MATERIAL FOR THIS EXERCISE
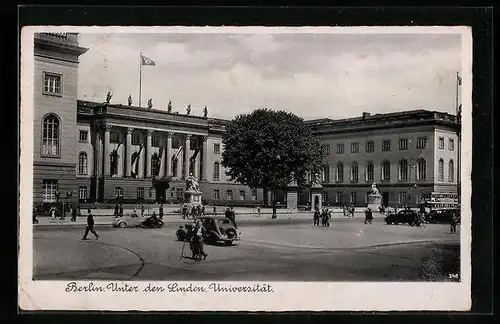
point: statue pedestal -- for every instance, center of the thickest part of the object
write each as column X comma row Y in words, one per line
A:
column 374, row 201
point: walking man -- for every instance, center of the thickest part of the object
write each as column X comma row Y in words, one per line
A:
column 90, row 226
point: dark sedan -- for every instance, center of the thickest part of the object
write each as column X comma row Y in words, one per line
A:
column 402, row 217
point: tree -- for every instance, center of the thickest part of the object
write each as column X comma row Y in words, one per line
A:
column 266, row 148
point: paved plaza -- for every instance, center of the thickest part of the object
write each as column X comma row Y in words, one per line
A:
column 348, row 250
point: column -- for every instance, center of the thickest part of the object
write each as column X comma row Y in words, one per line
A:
column 128, row 152
column 169, row 153
column 148, row 154
column 204, row 156
column 187, row 153
column 106, row 150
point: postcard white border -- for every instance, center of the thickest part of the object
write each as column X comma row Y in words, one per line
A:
column 291, row 296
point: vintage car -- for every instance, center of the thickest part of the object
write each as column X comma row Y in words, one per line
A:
column 406, row 216
column 134, row 220
column 218, row 230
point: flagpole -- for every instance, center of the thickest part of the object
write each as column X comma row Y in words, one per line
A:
column 140, row 78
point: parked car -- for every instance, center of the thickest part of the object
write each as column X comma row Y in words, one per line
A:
column 441, row 216
column 405, row 216
column 218, row 230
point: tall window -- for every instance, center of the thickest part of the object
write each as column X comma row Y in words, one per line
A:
column 354, row 172
column 451, row 171
column 113, row 163
column 339, row 175
column 386, row 145
column 403, row 170
column 52, row 83
column 370, row 146
column 50, row 140
column 386, row 170
column 441, row 170
column 155, row 165
column 82, row 193
column 82, row 163
column 216, row 171
column 49, row 190
column 421, row 169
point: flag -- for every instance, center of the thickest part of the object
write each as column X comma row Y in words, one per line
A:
column 147, row 61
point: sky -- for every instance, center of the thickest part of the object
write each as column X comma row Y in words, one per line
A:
column 312, row 75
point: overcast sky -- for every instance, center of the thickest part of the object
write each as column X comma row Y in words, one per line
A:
column 311, row 75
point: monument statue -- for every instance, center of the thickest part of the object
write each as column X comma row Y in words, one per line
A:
column 108, row 97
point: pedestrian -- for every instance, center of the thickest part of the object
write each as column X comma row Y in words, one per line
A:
column 161, row 211
column 90, row 226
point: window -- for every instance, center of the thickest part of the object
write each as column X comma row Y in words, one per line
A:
column 403, row 170
column 50, row 136
column 370, row 147
column 118, row 192
column 49, row 190
column 82, row 193
column 84, row 136
column 386, row 171
column 155, row 165
column 52, row 84
column 451, row 144
column 216, row 171
column 451, row 171
column 421, row 169
column 369, row 171
column 403, row 144
column 441, row 143
column 113, row 163
column 386, row 145
column 114, row 137
column 441, row 170
column 155, row 141
column 421, row 142
column 136, row 139
column 140, row 193
column 82, row 163
column 354, row 172
column 339, row 175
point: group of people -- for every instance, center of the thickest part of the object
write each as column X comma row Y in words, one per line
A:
column 325, row 215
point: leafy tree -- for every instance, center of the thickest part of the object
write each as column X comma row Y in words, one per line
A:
column 266, row 148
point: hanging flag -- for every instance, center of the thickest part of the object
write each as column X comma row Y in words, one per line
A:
column 147, row 61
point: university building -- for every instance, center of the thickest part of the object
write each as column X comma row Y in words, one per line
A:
column 108, row 152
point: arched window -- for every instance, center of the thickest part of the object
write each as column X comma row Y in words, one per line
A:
column 421, row 169
column 441, row 170
column 386, row 170
column 403, row 170
column 50, row 136
column 339, row 175
column 174, row 166
column 216, row 171
column 451, row 171
column 113, row 163
column 82, row 163
column 354, row 172
column 155, row 165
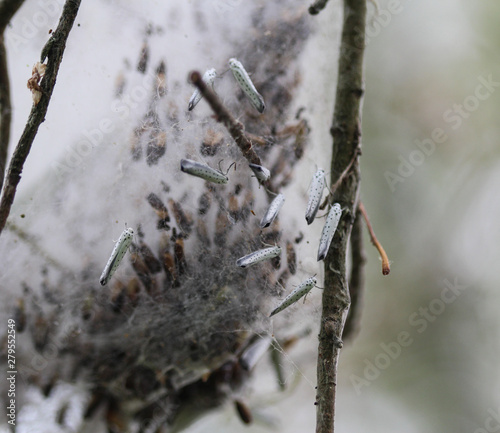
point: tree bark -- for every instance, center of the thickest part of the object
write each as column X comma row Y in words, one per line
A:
column 346, row 133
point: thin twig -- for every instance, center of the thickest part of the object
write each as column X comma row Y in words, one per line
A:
column 357, row 278
column 7, row 10
column 333, row 188
column 346, row 132
column 53, row 51
column 317, row 7
column 234, row 127
column 386, row 267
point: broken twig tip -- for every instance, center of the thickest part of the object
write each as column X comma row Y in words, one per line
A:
column 195, row 77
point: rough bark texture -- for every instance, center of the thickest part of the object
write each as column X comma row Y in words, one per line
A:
column 346, row 132
column 7, row 10
column 53, row 51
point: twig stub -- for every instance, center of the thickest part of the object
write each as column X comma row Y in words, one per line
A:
column 234, row 127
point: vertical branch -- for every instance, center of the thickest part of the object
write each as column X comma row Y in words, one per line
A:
column 346, row 132
column 53, row 51
column 7, row 10
column 357, row 278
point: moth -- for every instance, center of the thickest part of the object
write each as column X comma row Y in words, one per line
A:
column 117, row 254
column 272, row 211
column 243, row 79
column 204, row 171
column 258, row 256
column 301, row 290
column 209, row 78
column 332, row 221
column 315, row 192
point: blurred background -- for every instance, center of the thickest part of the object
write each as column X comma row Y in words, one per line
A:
column 426, row 356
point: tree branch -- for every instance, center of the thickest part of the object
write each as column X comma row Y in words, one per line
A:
column 346, row 132
column 357, row 278
column 53, row 51
column 7, row 10
column 234, row 127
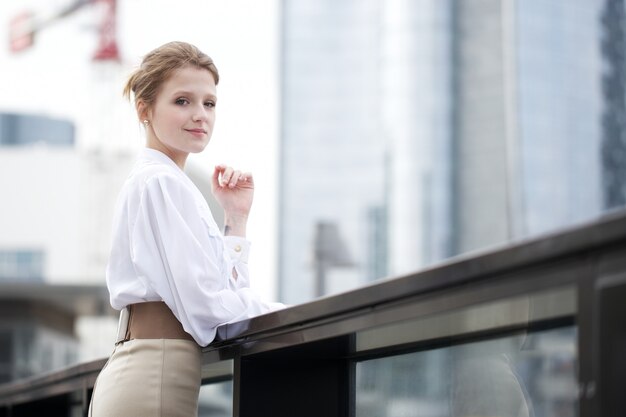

REQUIREMENT
Retype the listing exactly. Skip every picture.

ANSWER BOX
point: statue pedestal -- for every instance, center of the thickest part of the object
write each as column X comma row Y in words, one per line
A:
column 374, row 201
point: walking man -- for every instance, center of the thickest part of the object
write each as column X comma row Y in words, one per line
A:
column 90, row 226
point: dark sedan -- for every instance, center of the thickest part of the object
write each as column X comma row Y in words, one per line
A:
column 402, row 217
point: tree -- for every instance, center of the thickest part of the object
write each as column X comma row Y in words, one per line
A:
column 266, row 148
point: paved plaza -- for every instance, center of the thickest part of the object
write each as column X comma row Y in words, one per line
A:
column 348, row 250
point: column -- for every instance, center of the thickest part of the object
write each as column X comma row Y in words, one per line
A:
column 128, row 152
column 169, row 153
column 148, row 154
column 204, row 156
column 187, row 153
column 106, row 150
point: postcard white border -- for every instance, center of the thickest part of the object
write each as column X comma row Y in words, one per line
A:
column 291, row 296
point: vintage car -- for every instance, center of the thickest part of the object
write each as column X comma row Y in words, one per line
A:
column 406, row 216
column 134, row 220
column 218, row 230
point: flagpole -- for every instance, center of the thickest part of the object
write each as column X comma row Y in words, one per line
A:
column 140, row 78
point: parked car -- for every instance, center of the thickest part of the object
write each as column X comma row Y in words, one per line
A:
column 441, row 216
column 405, row 216
column 218, row 230
point: tall window -- for every instance, center of the thickest part of the object
write each as column X comma row Y in words, one per line
A:
column 354, row 172
column 451, row 171
column 113, row 163
column 339, row 175
column 386, row 145
column 403, row 170
column 52, row 83
column 370, row 146
column 50, row 140
column 386, row 170
column 441, row 170
column 155, row 165
column 82, row 193
column 82, row 163
column 216, row 171
column 49, row 190
column 421, row 169
point: flag -- for every instance, center of the thickest part of the object
write each as column X comma row Y in words, one per line
A:
column 147, row 61
point: sky -- for every instance, center of the thickest part of the object
write each as column X comma row Y in words, one per line
A:
column 312, row 75
point: overcast sky -- for every instance, center of the thickest part of the object
write each as column X comma row Y in words, one per line
A:
column 311, row 75
point: monument statue -- for every instance, center of the thickest part of the object
write each as column X comma row Y in words, one per line
A:
column 108, row 97
point: pedestrian -- for every instance, center of the thickest part of the object
write each as column X comma row Y in words, one per line
A:
column 161, row 211
column 90, row 226
point: window -- for every instance, center of the thickest part of the object
write each as column X comma row Y in words, one per line
A:
column 403, row 170
column 50, row 136
column 370, row 147
column 118, row 192
column 49, row 190
column 82, row 193
column 84, row 136
column 386, row 171
column 155, row 165
column 52, row 84
column 451, row 144
column 216, row 171
column 451, row 171
column 421, row 169
column 369, row 171
column 403, row 144
column 441, row 143
column 113, row 163
column 386, row 145
column 114, row 137
column 441, row 170
column 155, row 141
column 421, row 142
column 136, row 139
column 140, row 193
column 82, row 163
column 354, row 172
column 339, row 175
point: group of people -- for every instance, center of the thickest part of the object
write each as column X comma row Y in words, one per line
A:
column 325, row 215
point: leafy tree -- for every instance, center of the thickest part of the object
write each as column X comma row Y in words, one per line
A:
column 266, row 148
point: hanging flag -- for every instance, center of the thickest part of the object
write each as column X comma row Y in words, one per line
A:
column 147, row 61
point: university building -- for every instance, center of the thickest part of the object
write each as column X comma row Y in words, one per line
A:
column 108, row 152
point: arched window -- for every instance, center of the thickest part of the object
write each as column X comma row Y in words, one per line
A:
column 421, row 169
column 441, row 170
column 386, row 170
column 403, row 170
column 50, row 136
column 339, row 175
column 174, row 166
column 216, row 171
column 451, row 171
column 113, row 163
column 82, row 163
column 354, row 172
column 155, row 165
point: tree bark -- for every instance, center of the thickest part of the object
write each as column X comma row Y in words, one per line
A:
column 346, row 133
point: thin twig -- for every instance, center of the thickest part of the object
write each as column X comma row Y in words, one per line
A:
column 357, row 278
column 7, row 10
column 333, row 188
column 346, row 132
column 53, row 51
column 317, row 7
column 234, row 127
column 386, row 267
point: broken twig tip -- for every instance, center of the thickest part of the object
write each as column X comma row Y in words, one per line
A:
column 195, row 77
point: rough bark texture -- for every instance, center of the thickest part of the object
write each as column X comma row Y in words, one per line
A:
column 346, row 132
column 7, row 10
column 53, row 51
point: twig stub -- for every instance, center of the thickest part of the object
write each as column X comma row Y in words, one per line
A:
column 234, row 127
point: vertical branch -- for every instance, center of the thickest part of the object
write each as column X comma row Y in words, one per line
A:
column 346, row 132
column 53, row 51
column 7, row 10
column 357, row 278
point: moth -- for every instance, center of the thickest part of the object
write each as column X comma row Y in words, one per line
A:
column 117, row 254
column 272, row 211
column 243, row 79
column 204, row 171
column 258, row 256
column 301, row 290
column 209, row 78
column 332, row 221
column 315, row 192
point: blurred background -- for every instance, center of the thickest part of the object
write each as column X comma row Y in words, one per line
A:
column 426, row 356
point: tree branch -- for every instance, center of the thickest part of the object
write each as column X comma row Y in words, one per line
A:
column 346, row 132
column 357, row 278
column 53, row 51
column 7, row 10
column 234, row 127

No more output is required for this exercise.